- TEXTO DE ORIGEM -
'''
Cada era astrológica dura mais de 2000 anos. Há quem acredite que, tecnicamente, ainda estamos na Era de Peixes, que antecede Aquário. Astrologia é interpretação; por isso, não existe consenso. Para alguns, a Era de Aquário começou em 2000. Para outros, só vai dar as caras em 2600 e há quem diga que somente no ano 3000. O florescer das religiões, as guerras por conta de ideologias e a dedicação dos homens a ideais que nunca se tornaram realidade foram algumas das marcas da Era de Peixes. Já para Era de Aquário, as expectativas são bem mais animadoras.
'''
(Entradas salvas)
'''
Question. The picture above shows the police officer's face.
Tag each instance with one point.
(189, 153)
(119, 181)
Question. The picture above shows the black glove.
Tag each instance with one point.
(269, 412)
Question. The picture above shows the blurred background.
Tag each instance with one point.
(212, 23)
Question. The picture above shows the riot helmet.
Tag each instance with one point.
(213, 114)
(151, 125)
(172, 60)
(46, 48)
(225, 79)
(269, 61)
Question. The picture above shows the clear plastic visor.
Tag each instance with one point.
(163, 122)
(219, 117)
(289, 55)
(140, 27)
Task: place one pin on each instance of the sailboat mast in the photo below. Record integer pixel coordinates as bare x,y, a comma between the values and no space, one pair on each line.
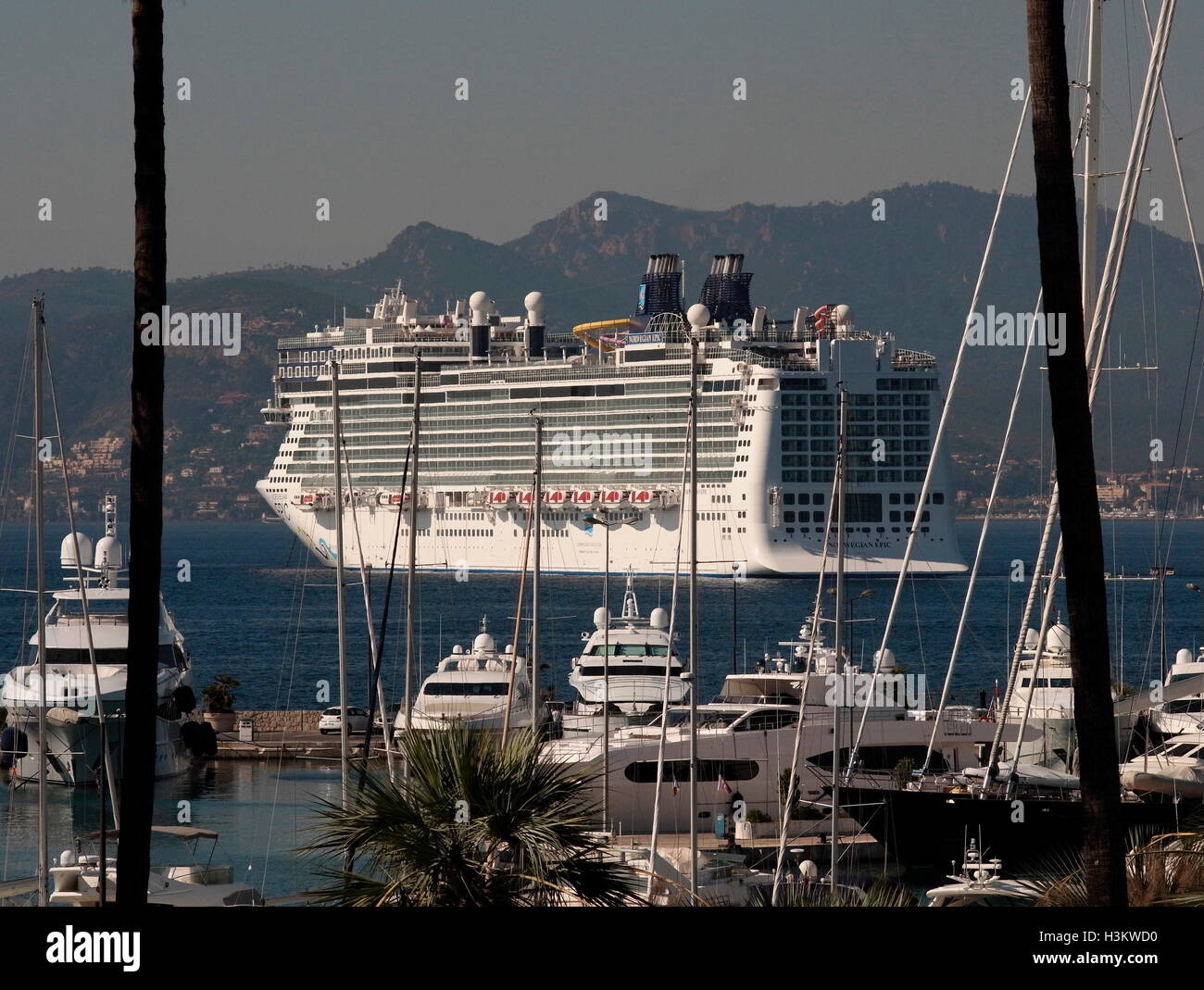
699,316
410,573
537,496
1095,119
44,858
839,626
341,618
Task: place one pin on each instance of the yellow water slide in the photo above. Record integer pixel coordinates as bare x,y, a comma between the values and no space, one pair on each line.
590,333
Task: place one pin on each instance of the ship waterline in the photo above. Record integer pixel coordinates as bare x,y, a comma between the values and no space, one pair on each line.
615,423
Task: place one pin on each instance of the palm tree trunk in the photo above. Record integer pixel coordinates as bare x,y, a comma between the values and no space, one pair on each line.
1103,853
145,456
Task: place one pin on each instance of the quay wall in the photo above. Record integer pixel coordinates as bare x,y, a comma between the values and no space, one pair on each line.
297,721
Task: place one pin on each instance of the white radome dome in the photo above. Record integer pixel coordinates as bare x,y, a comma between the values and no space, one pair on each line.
1059,637
67,550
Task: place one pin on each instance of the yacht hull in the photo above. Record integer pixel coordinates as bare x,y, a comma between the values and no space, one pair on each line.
75,750
930,829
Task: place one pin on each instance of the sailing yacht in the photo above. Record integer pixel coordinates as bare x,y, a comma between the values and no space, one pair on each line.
638,650
75,721
473,688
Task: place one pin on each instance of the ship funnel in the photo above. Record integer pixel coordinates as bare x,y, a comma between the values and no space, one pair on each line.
726,289
533,333
660,289
478,332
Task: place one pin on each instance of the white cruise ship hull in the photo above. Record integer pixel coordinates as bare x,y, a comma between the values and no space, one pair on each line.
649,547
614,439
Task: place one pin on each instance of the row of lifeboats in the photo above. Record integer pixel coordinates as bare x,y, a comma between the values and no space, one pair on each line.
313,501
614,497
643,497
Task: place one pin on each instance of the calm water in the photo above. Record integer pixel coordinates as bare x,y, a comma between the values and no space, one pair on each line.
259,609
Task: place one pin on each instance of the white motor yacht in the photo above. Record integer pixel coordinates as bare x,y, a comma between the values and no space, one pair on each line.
1174,769
1185,714
622,662
473,688
73,718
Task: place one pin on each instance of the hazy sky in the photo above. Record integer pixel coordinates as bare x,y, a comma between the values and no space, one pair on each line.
356,101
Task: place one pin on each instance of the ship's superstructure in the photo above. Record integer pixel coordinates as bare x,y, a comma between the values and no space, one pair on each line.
614,403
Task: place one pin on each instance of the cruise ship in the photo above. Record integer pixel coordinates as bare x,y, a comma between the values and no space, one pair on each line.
613,396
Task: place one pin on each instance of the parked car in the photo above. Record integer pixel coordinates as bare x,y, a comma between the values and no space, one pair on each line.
389,717
330,721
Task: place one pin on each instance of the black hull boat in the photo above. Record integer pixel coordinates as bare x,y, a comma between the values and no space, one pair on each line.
928,829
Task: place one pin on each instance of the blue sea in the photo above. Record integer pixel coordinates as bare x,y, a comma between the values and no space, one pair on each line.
257,608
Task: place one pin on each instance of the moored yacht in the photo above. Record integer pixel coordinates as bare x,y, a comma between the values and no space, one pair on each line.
473,688
1174,769
746,737
75,721
1184,714
1051,688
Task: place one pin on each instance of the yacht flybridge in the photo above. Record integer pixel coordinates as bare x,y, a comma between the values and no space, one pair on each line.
622,661
79,714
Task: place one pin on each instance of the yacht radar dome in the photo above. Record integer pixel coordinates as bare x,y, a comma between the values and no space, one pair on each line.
534,307
1059,637
480,305
67,550
698,316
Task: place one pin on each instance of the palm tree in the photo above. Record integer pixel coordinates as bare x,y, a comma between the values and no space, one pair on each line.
1086,601
1160,871
145,456
477,822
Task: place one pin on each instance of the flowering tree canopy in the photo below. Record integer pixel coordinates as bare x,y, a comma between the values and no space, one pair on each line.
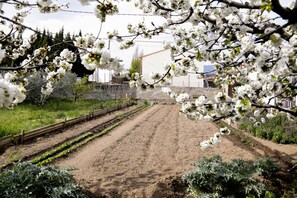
253,44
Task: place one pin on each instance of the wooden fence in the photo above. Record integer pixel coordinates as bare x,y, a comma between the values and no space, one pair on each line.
25,136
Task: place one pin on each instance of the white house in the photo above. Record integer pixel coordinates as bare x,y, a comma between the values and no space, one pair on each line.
154,62
101,76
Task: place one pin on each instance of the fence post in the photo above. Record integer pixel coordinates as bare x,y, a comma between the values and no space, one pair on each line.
22,136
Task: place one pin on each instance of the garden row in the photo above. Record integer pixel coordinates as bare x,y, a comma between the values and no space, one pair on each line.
25,136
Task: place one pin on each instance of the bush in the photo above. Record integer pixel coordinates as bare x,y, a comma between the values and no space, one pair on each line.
26,180
64,86
33,93
278,129
215,178
267,168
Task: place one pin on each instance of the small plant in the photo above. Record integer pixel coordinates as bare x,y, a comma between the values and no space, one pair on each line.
27,180
81,87
216,178
278,129
267,168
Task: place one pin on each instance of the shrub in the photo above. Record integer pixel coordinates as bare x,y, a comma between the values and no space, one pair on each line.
33,89
267,168
215,178
64,86
26,180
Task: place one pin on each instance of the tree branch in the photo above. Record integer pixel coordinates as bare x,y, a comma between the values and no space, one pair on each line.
293,113
240,5
285,13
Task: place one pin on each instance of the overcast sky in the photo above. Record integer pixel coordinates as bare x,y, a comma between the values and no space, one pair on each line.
88,23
'''
- TAREFAS A REALIZAR -
a) Liste as marcas da Era de Peixes citadas no texto sobre as eras astrológicas.
b) Reproduza o trecho do texto sobre as eras astrológicas que começa em "Cada era astrológica" e termina em "bem mais animadoras.".
c) Continue o texto sobre as eras astrológicas a partir da última frase apresentada.
Os registros não têm nenhuma relação com o texto sobre as eras astrológicas.

- RESPOSTAS DOS EXERCÍCIOS -
a) O florescer das religiões; as guerras por conta de ideologias; a dedicação dos homens a ideais que nunca se tornaram realidade.

b)
Cada era astrológica dura mais de 2000 anos. Há quem acredite que, tecnicamente, ainda estamos na Era de Peixes, que antecede Aquário. Astrologia é interpretação; por isso, não existe consenso. Para alguns, a Era de Aquário começou em 2000. Para outros, só vai dar as caras em 2600 e há quem diga que somente no ano 3000. O florescer das religiões, as guerras por conta de ideologias e a dedicação dos homens a ideais que nunca se tornaram realidade foram algumas das marcas da Era de Peixes. Já para Era de Aquário, as expectativas são bem mais animadoras.

c)
Espera-se que seja um tempo em que a humanidade reformule a vida em sociedade e o entendimento entre os indivíduos. Movimentos sociais ganharão relevância; o consumo consciente, novos adeptos. A intuição cederá espaço a um ser humano mais lógico e racional. Se tudo isso se cumprir nos próximos tempos, a Era de Aquário terá saído melhor do que encomenda. Imagine um mundo em que indígenas e quilombolas são reconhecidos e respeitados, em que ninguém compra mais do que precisa e que aproveitamento e preservação da natureza são apenas dois lados de uma mesma moeda. Tudo isso se encaixa na descrição acima, o que nos faz querer que esta tal era comece o quanto antes.

“Harmonia e entendimento, solidariedade e abundante confiança, nada mais de falsidade ou menosprezos”, cantavam os cabeludões de “Hair”. Sejamos sinceros: para alcançar estes objetivos, dependemos menos dos astros do que de nós mesmos. A capacidade que tivemos de colocar o planeta na atual embrulhada é equivalente ao nosso potencial de criarmos um outro tempo guiado por novos valores. Se a era vai ser de Peixes ou de Aquário, tanto faz. O importante é que seja diferente. E essa mudança precisa partir de nós.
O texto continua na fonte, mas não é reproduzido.